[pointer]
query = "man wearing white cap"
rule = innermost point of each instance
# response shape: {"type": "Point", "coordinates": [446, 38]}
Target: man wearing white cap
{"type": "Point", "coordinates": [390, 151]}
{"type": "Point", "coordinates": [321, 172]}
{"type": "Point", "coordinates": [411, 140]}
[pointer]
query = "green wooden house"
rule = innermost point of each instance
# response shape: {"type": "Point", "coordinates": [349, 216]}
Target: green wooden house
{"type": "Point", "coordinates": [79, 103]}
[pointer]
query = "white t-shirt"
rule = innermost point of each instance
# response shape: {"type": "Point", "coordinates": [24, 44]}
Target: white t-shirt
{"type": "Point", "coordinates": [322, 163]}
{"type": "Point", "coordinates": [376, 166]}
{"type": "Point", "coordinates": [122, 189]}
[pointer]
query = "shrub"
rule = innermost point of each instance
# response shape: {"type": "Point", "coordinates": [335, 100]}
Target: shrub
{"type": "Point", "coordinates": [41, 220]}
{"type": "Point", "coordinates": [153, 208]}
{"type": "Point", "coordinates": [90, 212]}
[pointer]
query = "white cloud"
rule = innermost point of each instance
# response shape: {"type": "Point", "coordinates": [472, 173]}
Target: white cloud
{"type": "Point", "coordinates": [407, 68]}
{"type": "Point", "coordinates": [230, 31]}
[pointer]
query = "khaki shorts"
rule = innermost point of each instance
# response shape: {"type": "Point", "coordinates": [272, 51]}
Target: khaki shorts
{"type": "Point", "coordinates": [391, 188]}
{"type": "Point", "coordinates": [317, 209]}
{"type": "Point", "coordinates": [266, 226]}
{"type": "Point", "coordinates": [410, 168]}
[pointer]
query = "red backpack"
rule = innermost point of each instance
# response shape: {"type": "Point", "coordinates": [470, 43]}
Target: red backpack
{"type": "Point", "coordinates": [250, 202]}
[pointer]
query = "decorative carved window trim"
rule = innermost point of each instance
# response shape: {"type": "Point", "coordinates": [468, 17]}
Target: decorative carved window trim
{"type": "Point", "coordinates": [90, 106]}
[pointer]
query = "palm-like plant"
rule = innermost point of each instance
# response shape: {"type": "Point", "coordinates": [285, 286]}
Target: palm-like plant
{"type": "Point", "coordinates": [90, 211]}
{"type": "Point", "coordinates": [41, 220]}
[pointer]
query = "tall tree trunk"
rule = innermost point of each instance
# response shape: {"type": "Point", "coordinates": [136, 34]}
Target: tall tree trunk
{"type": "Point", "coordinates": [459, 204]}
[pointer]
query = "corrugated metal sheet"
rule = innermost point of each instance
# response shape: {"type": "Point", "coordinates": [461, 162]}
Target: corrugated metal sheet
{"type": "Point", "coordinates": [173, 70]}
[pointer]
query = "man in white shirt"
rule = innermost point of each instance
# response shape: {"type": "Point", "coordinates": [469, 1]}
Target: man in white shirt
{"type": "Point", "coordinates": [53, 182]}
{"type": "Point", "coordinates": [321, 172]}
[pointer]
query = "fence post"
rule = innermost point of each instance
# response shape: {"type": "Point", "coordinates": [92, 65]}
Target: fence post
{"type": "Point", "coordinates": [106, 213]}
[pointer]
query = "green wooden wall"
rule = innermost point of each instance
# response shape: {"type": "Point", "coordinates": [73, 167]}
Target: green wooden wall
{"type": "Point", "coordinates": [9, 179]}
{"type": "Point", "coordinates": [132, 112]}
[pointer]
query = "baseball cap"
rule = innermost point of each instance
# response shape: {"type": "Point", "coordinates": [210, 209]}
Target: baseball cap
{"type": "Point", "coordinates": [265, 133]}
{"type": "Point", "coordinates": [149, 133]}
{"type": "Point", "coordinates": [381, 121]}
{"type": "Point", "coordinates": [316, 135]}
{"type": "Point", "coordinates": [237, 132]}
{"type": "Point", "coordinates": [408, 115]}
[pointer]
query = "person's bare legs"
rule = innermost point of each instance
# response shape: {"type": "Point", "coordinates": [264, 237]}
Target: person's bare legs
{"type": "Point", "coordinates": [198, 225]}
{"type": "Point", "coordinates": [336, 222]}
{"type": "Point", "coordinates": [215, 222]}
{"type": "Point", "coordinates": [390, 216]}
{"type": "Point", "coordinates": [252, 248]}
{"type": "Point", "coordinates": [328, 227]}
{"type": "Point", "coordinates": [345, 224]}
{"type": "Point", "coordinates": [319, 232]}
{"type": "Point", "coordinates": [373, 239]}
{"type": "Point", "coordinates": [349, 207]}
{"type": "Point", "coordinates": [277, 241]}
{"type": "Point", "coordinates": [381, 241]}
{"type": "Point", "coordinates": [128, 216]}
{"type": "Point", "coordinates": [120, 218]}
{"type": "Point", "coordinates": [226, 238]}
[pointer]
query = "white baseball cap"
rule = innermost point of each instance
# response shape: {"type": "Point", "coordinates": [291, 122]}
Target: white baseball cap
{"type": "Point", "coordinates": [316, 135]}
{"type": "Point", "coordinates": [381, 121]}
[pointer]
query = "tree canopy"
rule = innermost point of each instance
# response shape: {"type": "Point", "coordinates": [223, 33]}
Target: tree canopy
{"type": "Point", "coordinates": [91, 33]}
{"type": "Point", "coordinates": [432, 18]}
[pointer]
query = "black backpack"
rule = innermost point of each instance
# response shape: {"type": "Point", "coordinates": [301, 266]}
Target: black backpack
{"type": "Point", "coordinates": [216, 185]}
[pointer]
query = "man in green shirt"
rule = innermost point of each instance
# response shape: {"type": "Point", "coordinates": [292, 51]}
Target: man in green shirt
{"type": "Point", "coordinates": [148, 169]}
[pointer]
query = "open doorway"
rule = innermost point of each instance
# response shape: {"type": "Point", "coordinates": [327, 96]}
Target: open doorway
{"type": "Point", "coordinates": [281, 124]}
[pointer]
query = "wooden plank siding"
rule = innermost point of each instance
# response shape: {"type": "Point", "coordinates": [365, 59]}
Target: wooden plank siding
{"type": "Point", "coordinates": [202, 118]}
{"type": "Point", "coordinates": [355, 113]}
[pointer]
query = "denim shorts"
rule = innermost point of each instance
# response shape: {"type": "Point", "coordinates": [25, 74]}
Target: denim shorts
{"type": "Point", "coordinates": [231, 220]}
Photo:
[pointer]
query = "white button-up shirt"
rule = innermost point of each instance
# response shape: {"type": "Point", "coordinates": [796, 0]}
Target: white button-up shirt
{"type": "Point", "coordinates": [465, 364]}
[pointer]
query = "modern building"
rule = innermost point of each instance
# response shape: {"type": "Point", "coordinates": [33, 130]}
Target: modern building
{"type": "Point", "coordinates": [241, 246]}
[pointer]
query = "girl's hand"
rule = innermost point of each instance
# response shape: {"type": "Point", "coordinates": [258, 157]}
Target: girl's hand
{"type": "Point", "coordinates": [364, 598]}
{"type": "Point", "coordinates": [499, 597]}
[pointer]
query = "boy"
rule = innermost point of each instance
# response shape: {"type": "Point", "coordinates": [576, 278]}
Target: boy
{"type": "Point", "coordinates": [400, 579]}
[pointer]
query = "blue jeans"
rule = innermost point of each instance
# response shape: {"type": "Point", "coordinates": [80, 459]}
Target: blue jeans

------------------------

=== Problem to solve ===
Extract the full set of entries word for word.

=== Exercise result ===
[pointer]
query = "man wearing white cap"
rule = innermost point of each instance
# response shape: {"type": "Point", "coordinates": [446, 38]}
Target: man wearing white cap
{"type": "Point", "coordinates": [390, 151]}
{"type": "Point", "coordinates": [321, 172]}
{"type": "Point", "coordinates": [411, 140]}
[pointer]
query = "green wooden house"
rule = innermost point of each instance
# response shape: {"type": "Point", "coordinates": [349, 216]}
Target: green wooden house
{"type": "Point", "coordinates": [79, 103]}
[pointer]
query = "white t-shirt"
rule = innermost point of each instance
# response shape: {"type": "Point", "coordinates": [24, 44]}
Target: white t-shirt
{"type": "Point", "coordinates": [322, 163]}
{"type": "Point", "coordinates": [376, 166]}
{"type": "Point", "coordinates": [122, 189]}
[pointer]
query = "shrub"
rule = innermost point of each instance
# response shape: {"type": "Point", "coordinates": [335, 100]}
Target: shrub
{"type": "Point", "coordinates": [41, 220]}
{"type": "Point", "coordinates": [153, 208]}
{"type": "Point", "coordinates": [90, 212]}
[pointer]
query = "white cloud"
rule = innermost point of each instance
# response shape: {"type": "Point", "coordinates": [472, 173]}
Target: white cloud
{"type": "Point", "coordinates": [407, 68]}
{"type": "Point", "coordinates": [230, 31]}
[pointer]
query = "khaki shorts"
rule = innermost point of each instance
# response shape: {"type": "Point", "coordinates": [272, 51]}
Target: khaki shorts
{"type": "Point", "coordinates": [391, 188]}
{"type": "Point", "coordinates": [317, 209]}
{"type": "Point", "coordinates": [266, 226]}
{"type": "Point", "coordinates": [410, 168]}
[pointer]
query = "red backpack"
rule = innermost point of each instance
# response shape: {"type": "Point", "coordinates": [470, 43]}
Target: red backpack
{"type": "Point", "coordinates": [250, 202]}
[pointer]
query = "decorative carved window trim"
rule = innermost point of each instance
# response shape: {"type": "Point", "coordinates": [468, 17]}
Target: decorative carved window trim
{"type": "Point", "coordinates": [90, 106]}
[pointer]
query = "palm-like plant"
rule = innermost point of each instance
# response shape: {"type": "Point", "coordinates": [285, 286]}
Target: palm-like plant
{"type": "Point", "coordinates": [90, 211]}
{"type": "Point", "coordinates": [41, 220]}
[pointer]
query = "tall tree trunk"
rule = innermost point of each instance
# response shape: {"type": "Point", "coordinates": [136, 34]}
Target: tall tree trunk
{"type": "Point", "coordinates": [459, 204]}
[pointer]
query = "corrugated metal sheet"
rule = innermost point of each instance
# response shape: {"type": "Point", "coordinates": [461, 162]}
Target: corrugated metal sheet
{"type": "Point", "coordinates": [173, 70]}
[pointer]
query = "man in white shirt"
rule = innermost point of each instance
# response shape: {"type": "Point", "coordinates": [469, 1]}
Target: man in white shirt
{"type": "Point", "coordinates": [53, 182]}
{"type": "Point", "coordinates": [321, 172]}
[pointer]
query = "fence post"
rule = innermost point of each instance
# response shape: {"type": "Point", "coordinates": [92, 65]}
Target: fence post
{"type": "Point", "coordinates": [106, 213]}
[pointer]
query = "green wooden wall"
rule = innermost point of each instance
# response shape: {"type": "Point", "coordinates": [73, 167]}
Target: green wooden wall
{"type": "Point", "coordinates": [9, 179]}
{"type": "Point", "coordinates": [132, 112]}
[pointer]
query = "baseball cap"
rule = innermost point of each instance
# response shape: {"type": "Point", "coordinates": [210, 209]}
Target: baseball cap
{"type": "Point", "coordinates": [265, 133]}
{"type": "Point", "coordinates": [149, 133]}
{"type": "Point", "coordinates": [381, 121]}
{"type": "Point", "coordinates": [316, 135]}
{"type": "Point", "coordinates": [237, 132]}
{"type": "Point", "coordinates": [408, 115]}
[pointer]
query = "person's bare legs"
rule = innermost point of each instance
# response shape: {"type": "Point", "coordinates": [264, 237]}
Target: person's bare legs
{"type": "Point", "coordinates": [198, 225]}
{"type": "Point", "coordinates": [336, 222]}
{"type": "Point", "coordinates": [215, 222]}
{"type": "Point", "coordinates": [390, 216]}
{"type": "Point", "coordinates": [252, 248]}
{"type": "Point", "coordinates": [328, 227]}
{"type": "Point", "coordinates": [345, 224]}
{"type": "Point", "coordinates": [319, 232]}
{"type": "Point", "coordinates": [373, 239]}
{"type": "Point", "coordinates": [349, 207]}
{"type": "Point", "coordinates": [277, 241]}
{"type": "Point", "coordinates": [381, 241]}
{"type": "Point", "coordinates": [128, 216]}
{"type": "Point", "coordinates": [120, 218]}
{"type": "Point", "coordinates": [226, 238]}
[pointer]
query = "white baseball cap"
rule = innermost point of each instance
# response shape: {"type": "Point", "coordinates": [291, 122]}
Target: white baseball cap
{"type": "Point", "coordinates": [316, 135]}
{"type": "Point", "coordinates": [381, 121]}
[pointer]
query = "tree canopy"
rule = innermost point of each instance
# response shape: {"type": "Point", "coordinates": [223, 33]}
Target: tree canopy
{"type": "Point", "coordinates": [91, 33]}
{"type": "Point", "coordinates": [432, 18]}
[pointer]
query = "black backpack"
rule = innermost point of each instance
# response shape: {"type": "Point", "coordinates": [301, 266]}
Target: black backpack
{"type": "Point", "coordinates": [216, 185]}
[pointer]
query = "man in green shirt"
rule = innermost point of each instance
# response shape: {"type": "Point", "coordinates": [292, 51]}
Target: man in green shirt
{"type": "Point", "coordinates": [148, 169]}
[pointer]
query = "open doorway"
rule = innermost point of each instance
# response shape: {"type": "Point", "coordinates": [327, 96]}
Target: open doorway
{"type": "Point", "coordinates": [281, 124]}
[pointer]
query = "wooden plank siding"
rule = innermost point of each instance
# response shape: {"type": "Point", "coordinates": [365, 59]}
Target: wooden plank siding
{"type": "Point", "coordinates": [202, 118]}
{"type": "Point", "coordinates": [355, 113]}
[pointer]
query = "denim shorts"
rule = innermost point of each instance
# response shape: {"type": "Point", "coordinates": [25, 74]}
Target: denim shorts
{"type": "Point", "coordinates": [231, 220]}
Photo:
[pointer]
query = "white button-up shirt"
rule = innermost point of each instance
# response shape: {"type": "Point", "coordinates": [796, 0]}
Target: white button-up shirt
{"type": "Point", "coordinates": [465, 364]}
[pointer]
query = "modern building"
rule = innermost point of each instance
# response shape: {"type": "Point", "coordinates": [33, 130]}
Target: modern building
{"type": "Point", "coordinates": [241, 246]}
[pointer]
query = "girl's hand"
rule = innermost point of each instance
# response shape: {"type": "Point", "coordinates": [258, 157]}
Target: girl's hand
{"type": "Point", "coordinates": [364, 598]}
{"type": "Point", "coordinates": [499, 597]}
[pointer]
query = "boy"
rule = innermost point of each instance
# response shape: {"type": "Point", "coordinates": [576, 278]}
Target: boy
{"type": "Point", "coordinates": [400, 579]}
[pointer]
query = "blue jeans"
rule = innermost point of each instance
# response shape: {"type": "Point", "coordinates": [80, 459]}
Target: blue jeans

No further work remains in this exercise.